Direction
Find the line containing "# test: identify the valley". Reproduce it and every line after it up to the end of the records, exactly as written.

─── Given data

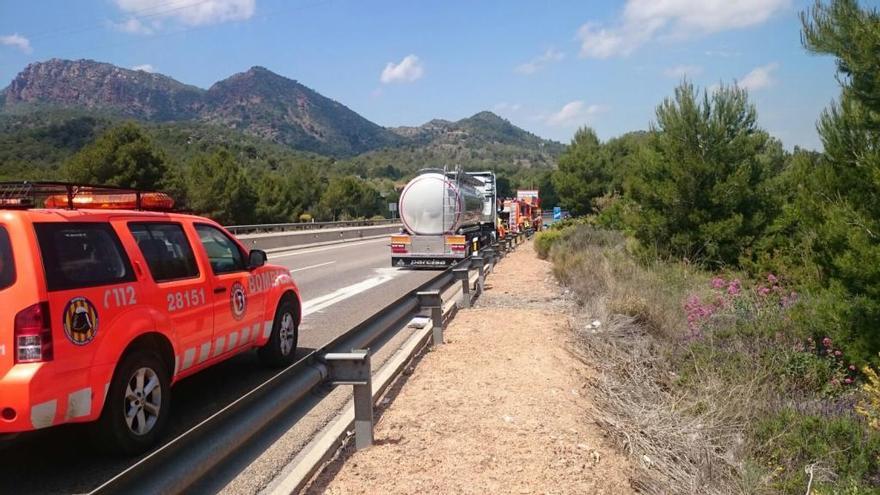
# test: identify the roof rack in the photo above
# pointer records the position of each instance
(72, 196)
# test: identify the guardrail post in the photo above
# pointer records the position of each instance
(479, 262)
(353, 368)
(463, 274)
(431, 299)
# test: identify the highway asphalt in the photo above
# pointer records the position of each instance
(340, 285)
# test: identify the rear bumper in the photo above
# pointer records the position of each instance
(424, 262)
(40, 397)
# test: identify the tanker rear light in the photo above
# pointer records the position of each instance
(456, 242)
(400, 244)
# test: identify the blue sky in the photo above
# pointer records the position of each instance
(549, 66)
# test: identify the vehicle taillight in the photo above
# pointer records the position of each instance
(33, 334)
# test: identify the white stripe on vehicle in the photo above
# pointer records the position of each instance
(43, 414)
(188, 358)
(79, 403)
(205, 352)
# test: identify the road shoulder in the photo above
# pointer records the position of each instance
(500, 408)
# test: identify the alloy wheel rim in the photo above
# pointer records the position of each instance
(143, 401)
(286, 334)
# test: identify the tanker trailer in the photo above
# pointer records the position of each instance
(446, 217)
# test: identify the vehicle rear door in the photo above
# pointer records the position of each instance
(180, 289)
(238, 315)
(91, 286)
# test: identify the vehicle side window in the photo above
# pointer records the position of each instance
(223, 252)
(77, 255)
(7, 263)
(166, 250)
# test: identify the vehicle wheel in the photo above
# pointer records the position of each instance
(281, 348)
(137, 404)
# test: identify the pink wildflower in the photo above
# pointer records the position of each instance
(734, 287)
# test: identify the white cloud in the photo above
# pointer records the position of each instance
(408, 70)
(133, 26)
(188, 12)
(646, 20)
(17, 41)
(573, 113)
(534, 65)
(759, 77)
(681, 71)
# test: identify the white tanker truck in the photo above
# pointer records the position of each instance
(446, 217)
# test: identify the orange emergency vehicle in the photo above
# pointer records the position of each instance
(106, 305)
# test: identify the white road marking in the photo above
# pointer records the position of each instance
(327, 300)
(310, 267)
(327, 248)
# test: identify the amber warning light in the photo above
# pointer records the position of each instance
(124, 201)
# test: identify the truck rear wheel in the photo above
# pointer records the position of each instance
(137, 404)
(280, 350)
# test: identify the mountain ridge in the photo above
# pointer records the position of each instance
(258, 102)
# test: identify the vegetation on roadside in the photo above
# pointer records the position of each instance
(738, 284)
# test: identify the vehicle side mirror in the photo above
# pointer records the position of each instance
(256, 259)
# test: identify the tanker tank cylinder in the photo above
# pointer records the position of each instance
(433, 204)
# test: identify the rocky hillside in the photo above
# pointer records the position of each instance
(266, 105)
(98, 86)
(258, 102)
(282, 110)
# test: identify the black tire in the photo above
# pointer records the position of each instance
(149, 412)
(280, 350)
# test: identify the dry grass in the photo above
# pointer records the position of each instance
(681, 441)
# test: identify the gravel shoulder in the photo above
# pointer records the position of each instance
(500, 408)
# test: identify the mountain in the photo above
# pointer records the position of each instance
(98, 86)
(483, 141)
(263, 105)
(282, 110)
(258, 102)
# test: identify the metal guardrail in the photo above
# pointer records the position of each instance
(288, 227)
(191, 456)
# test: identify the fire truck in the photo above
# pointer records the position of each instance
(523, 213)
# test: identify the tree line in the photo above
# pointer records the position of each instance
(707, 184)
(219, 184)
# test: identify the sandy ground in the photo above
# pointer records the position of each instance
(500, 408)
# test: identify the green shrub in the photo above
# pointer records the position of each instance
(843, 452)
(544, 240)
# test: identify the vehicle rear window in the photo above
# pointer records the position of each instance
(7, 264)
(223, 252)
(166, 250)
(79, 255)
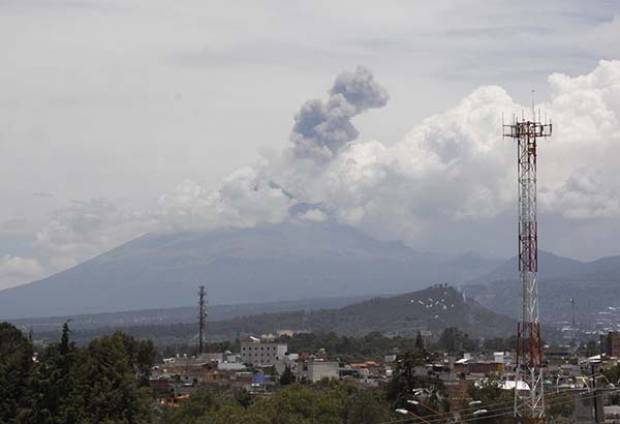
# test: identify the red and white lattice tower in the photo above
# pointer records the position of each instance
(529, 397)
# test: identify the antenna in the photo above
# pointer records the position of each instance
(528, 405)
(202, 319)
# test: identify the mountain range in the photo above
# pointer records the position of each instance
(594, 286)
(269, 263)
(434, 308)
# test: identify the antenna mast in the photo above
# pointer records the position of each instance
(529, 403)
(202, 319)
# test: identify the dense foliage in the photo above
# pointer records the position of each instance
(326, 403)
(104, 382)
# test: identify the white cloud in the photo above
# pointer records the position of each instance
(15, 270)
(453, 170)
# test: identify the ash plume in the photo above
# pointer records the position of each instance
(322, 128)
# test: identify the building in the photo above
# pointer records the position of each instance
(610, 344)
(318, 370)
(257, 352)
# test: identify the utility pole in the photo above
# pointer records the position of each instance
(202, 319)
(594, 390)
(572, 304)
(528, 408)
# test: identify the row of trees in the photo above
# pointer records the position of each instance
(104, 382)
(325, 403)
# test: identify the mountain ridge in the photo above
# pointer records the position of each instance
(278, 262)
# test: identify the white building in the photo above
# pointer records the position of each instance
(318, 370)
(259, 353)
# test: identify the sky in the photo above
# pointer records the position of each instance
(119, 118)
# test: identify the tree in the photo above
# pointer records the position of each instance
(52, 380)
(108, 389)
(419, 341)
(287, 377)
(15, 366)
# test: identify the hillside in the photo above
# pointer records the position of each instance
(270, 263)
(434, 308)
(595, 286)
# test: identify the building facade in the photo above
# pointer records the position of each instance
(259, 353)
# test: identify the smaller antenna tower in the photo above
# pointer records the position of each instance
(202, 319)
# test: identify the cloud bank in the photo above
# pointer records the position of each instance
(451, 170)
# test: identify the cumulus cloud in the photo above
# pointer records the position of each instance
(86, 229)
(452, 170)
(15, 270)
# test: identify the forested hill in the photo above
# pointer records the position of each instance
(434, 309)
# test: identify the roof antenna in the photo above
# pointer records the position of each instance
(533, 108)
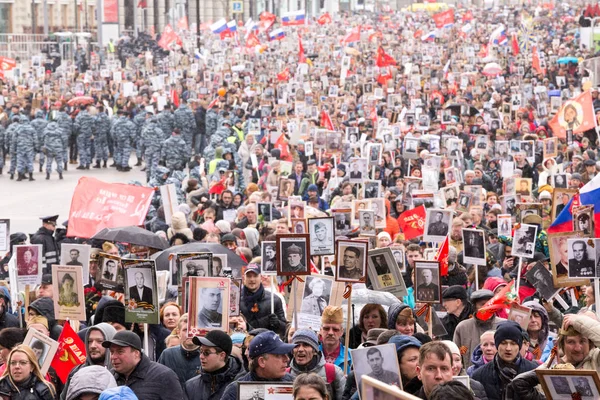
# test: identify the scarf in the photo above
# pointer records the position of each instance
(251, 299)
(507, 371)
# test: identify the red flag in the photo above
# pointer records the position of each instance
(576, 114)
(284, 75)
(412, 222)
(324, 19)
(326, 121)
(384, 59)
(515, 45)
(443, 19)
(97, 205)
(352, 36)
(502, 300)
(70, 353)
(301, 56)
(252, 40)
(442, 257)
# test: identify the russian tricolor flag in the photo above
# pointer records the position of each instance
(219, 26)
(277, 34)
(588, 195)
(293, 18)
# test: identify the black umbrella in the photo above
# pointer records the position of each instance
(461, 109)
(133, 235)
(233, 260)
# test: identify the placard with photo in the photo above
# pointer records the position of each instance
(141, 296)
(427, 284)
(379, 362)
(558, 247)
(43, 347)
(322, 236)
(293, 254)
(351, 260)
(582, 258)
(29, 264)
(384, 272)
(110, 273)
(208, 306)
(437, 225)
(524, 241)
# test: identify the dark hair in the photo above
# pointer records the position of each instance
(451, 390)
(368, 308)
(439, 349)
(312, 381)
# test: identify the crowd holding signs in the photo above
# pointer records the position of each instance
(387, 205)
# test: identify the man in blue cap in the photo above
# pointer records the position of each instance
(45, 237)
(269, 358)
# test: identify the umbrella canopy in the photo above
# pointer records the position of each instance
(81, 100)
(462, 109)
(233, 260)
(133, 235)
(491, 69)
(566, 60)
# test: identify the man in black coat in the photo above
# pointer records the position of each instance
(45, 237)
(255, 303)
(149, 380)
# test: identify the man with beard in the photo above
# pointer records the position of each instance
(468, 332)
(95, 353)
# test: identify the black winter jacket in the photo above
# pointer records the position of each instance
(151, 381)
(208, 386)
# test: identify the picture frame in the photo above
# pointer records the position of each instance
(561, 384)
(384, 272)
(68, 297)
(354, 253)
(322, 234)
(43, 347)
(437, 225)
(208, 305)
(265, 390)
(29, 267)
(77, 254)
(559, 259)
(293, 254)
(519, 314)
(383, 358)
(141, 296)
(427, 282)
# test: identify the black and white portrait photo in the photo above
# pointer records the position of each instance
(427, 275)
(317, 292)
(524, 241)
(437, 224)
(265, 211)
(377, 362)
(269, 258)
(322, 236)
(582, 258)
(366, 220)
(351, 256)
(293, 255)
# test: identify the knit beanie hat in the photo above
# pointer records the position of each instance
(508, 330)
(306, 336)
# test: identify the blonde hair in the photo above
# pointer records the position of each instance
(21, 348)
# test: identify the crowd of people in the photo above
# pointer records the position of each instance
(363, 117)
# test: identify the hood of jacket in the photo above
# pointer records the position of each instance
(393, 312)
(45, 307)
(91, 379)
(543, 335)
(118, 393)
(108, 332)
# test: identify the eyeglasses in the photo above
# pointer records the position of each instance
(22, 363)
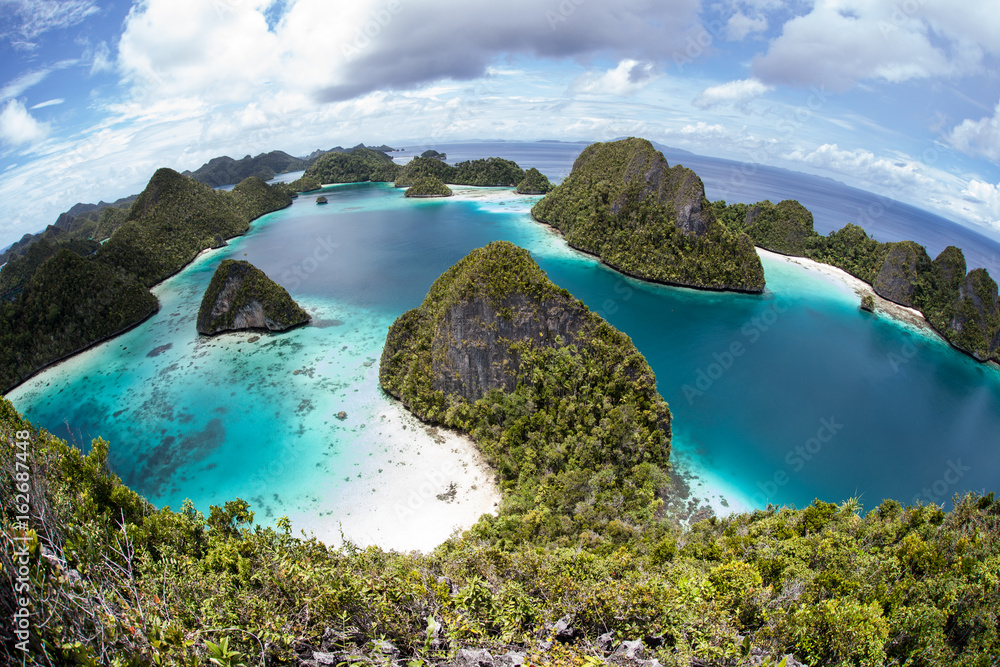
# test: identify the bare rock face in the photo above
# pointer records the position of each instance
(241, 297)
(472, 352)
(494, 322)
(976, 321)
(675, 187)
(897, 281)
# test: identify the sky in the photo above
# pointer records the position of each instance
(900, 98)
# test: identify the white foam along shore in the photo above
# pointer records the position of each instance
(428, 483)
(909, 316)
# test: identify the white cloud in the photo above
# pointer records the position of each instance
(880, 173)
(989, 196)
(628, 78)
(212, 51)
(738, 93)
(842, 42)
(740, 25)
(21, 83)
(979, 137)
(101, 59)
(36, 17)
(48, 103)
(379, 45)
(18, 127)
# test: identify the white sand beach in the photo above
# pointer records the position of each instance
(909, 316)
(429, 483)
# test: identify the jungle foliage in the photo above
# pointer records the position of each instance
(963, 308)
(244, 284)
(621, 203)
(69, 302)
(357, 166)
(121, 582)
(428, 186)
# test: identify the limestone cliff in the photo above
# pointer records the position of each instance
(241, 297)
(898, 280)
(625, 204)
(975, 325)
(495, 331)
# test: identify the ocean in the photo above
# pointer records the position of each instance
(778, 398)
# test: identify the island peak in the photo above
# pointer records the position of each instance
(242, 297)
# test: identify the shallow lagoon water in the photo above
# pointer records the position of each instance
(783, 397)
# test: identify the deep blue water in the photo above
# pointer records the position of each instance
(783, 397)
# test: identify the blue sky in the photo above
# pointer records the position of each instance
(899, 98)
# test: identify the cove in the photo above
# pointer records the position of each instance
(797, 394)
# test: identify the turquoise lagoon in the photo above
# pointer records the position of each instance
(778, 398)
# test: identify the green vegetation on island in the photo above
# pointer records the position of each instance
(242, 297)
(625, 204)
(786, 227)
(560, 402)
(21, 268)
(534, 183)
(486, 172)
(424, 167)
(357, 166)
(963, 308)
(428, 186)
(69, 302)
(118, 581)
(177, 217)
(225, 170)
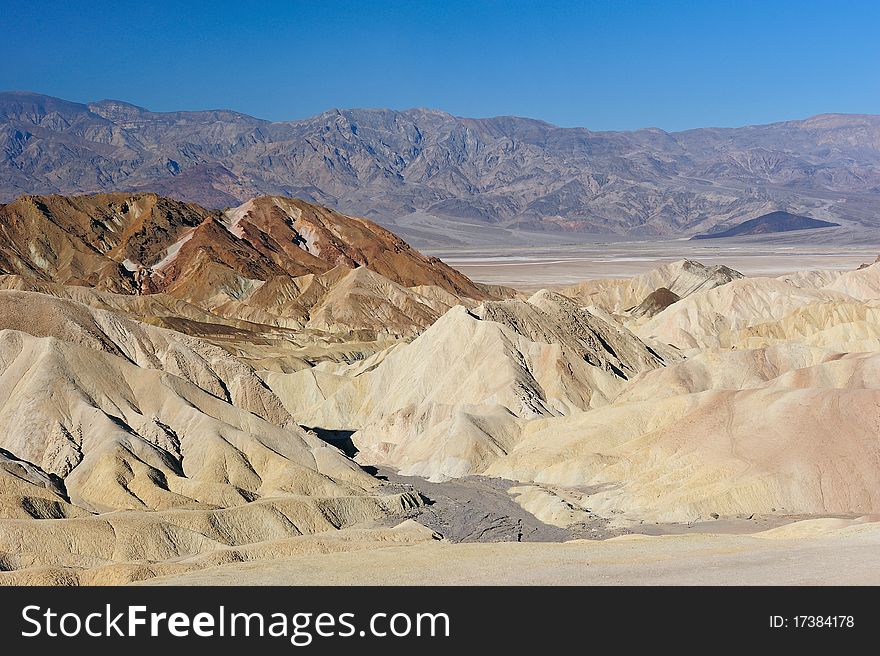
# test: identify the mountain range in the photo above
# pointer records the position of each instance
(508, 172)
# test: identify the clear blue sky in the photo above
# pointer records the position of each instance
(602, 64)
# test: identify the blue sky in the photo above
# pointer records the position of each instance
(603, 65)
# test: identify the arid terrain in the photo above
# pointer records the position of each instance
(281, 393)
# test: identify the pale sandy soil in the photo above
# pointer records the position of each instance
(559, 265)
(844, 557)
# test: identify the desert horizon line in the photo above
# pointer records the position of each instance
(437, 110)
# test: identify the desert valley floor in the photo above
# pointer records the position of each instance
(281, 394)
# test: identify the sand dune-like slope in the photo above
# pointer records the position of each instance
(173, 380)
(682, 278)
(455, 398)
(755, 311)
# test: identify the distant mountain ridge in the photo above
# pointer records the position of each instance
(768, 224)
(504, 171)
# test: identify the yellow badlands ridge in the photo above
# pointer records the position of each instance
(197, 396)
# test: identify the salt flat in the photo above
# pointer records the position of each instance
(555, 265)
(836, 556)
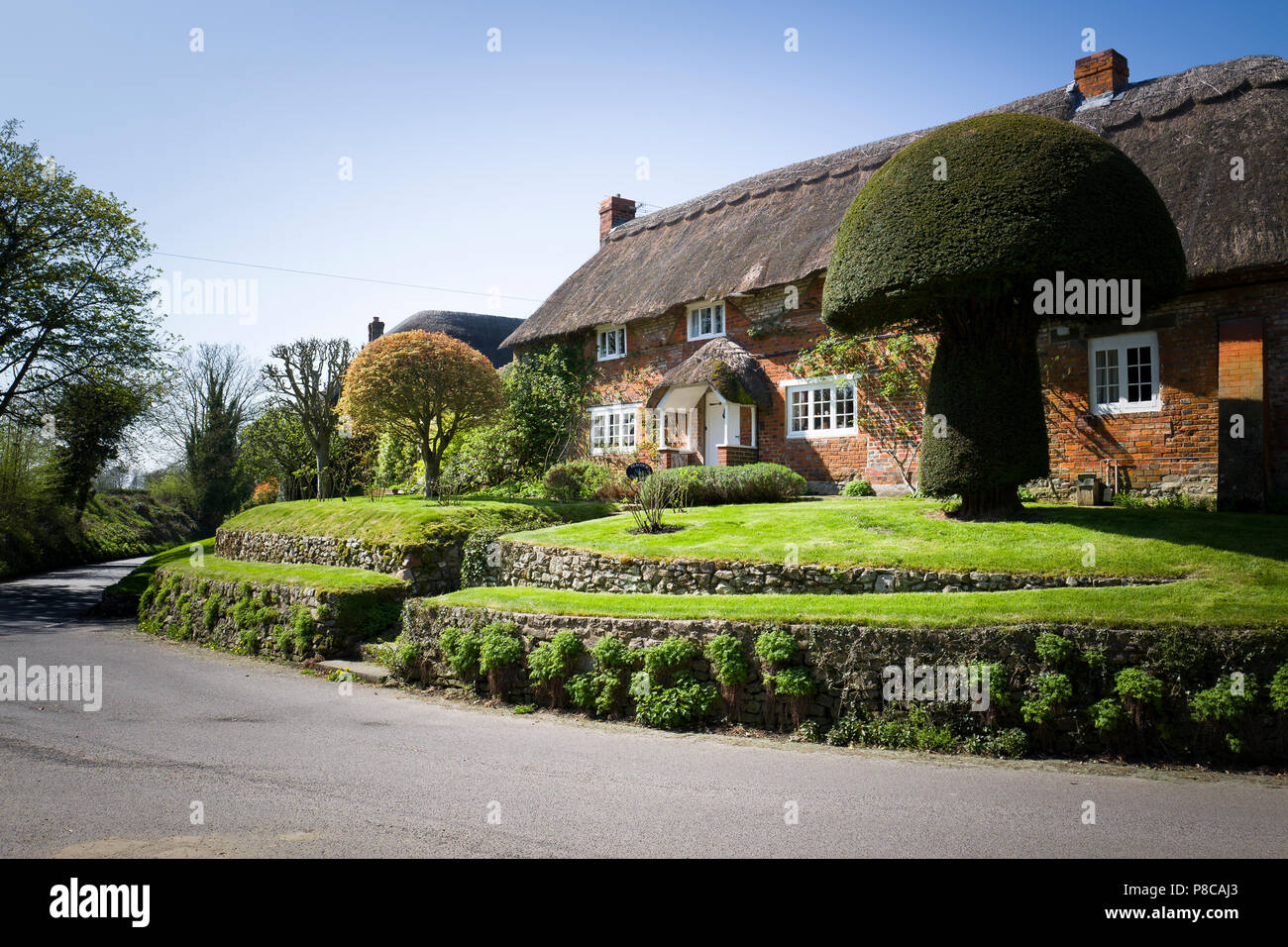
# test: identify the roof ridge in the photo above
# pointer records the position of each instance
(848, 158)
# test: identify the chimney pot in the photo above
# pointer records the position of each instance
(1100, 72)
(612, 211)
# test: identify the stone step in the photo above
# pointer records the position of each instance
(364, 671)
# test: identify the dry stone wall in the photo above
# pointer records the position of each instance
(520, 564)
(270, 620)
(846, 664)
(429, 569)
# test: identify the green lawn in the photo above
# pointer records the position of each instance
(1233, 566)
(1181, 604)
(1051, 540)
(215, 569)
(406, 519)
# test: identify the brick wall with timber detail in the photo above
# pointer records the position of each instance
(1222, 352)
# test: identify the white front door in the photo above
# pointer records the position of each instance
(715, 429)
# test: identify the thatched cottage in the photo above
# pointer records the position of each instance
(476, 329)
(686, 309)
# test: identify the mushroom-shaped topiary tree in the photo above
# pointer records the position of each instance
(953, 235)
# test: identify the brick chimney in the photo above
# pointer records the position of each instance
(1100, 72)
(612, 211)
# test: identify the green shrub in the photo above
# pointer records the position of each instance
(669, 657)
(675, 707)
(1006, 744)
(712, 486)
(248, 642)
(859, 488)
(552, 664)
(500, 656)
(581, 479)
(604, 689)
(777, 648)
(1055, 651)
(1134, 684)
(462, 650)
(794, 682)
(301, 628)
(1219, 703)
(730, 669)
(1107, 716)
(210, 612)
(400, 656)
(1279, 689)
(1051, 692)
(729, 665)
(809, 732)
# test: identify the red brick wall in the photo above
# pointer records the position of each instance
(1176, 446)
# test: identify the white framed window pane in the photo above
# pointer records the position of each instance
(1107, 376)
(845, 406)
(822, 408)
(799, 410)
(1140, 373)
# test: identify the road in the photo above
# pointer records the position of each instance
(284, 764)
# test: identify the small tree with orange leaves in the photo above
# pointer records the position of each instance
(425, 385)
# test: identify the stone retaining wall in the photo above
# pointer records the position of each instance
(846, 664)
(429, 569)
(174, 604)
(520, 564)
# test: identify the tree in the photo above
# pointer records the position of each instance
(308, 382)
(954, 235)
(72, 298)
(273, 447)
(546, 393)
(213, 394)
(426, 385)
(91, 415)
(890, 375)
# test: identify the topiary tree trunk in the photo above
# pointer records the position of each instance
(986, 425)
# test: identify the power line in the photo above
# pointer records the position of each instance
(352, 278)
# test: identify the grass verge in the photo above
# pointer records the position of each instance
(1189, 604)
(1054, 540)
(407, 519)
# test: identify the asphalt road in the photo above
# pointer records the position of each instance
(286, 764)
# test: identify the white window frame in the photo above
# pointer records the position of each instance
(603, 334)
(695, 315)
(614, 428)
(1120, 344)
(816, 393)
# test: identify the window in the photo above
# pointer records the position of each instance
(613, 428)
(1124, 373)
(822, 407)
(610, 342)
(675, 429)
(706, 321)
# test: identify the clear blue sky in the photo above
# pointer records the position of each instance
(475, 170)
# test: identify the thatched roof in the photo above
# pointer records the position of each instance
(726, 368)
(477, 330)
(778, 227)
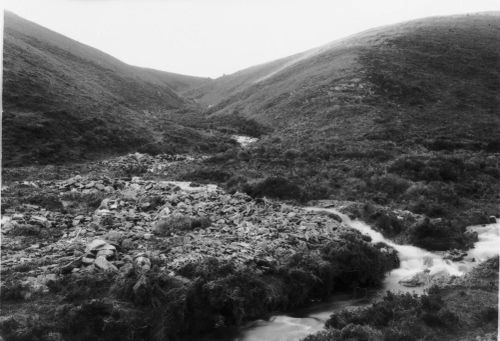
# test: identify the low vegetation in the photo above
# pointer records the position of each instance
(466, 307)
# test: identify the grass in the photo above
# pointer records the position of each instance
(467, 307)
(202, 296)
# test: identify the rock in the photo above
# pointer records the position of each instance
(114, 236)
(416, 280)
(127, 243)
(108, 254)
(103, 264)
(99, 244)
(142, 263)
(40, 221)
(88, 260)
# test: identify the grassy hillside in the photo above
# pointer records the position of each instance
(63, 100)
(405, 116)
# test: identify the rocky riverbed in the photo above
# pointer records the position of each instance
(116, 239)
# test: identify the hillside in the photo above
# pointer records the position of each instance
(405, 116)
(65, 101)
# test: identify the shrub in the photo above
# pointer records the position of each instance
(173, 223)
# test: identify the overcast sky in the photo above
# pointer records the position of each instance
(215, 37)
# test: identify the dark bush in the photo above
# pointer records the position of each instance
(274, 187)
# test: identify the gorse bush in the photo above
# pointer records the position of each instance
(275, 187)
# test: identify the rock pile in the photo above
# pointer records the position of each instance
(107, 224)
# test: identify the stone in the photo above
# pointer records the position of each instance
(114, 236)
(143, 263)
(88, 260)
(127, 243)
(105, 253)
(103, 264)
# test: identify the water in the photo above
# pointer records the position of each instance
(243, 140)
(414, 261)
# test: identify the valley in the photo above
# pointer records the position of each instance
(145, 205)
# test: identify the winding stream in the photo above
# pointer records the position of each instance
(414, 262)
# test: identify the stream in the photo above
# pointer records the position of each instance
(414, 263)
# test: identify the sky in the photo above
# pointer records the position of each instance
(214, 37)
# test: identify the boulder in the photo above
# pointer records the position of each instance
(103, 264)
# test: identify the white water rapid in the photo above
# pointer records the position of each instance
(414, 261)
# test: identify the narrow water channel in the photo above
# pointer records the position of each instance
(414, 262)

──────

Output
# test: identify the valley in the photo above
# pointer records the position of each instance
(145, 205)
# test: identify the winding stream in the photo above
# pointer records the position of each instance
(414, 262)
# test: identify the stream in the photo above
# pointer records the position of each instance
(414, 263)
# test: identify the sky in the photo above
# pointer records the position of each instance
(214, 37)
# test: identify the boulder in the photo above
# pointer records the position of each instance
(103, 264)
# test: identify the white water rapid in the photo above
# pointer records the position of each instance
(414, 261)
# test: identify the narrow water channel in the photo above
# pointer records the position of each instance
(414, 262)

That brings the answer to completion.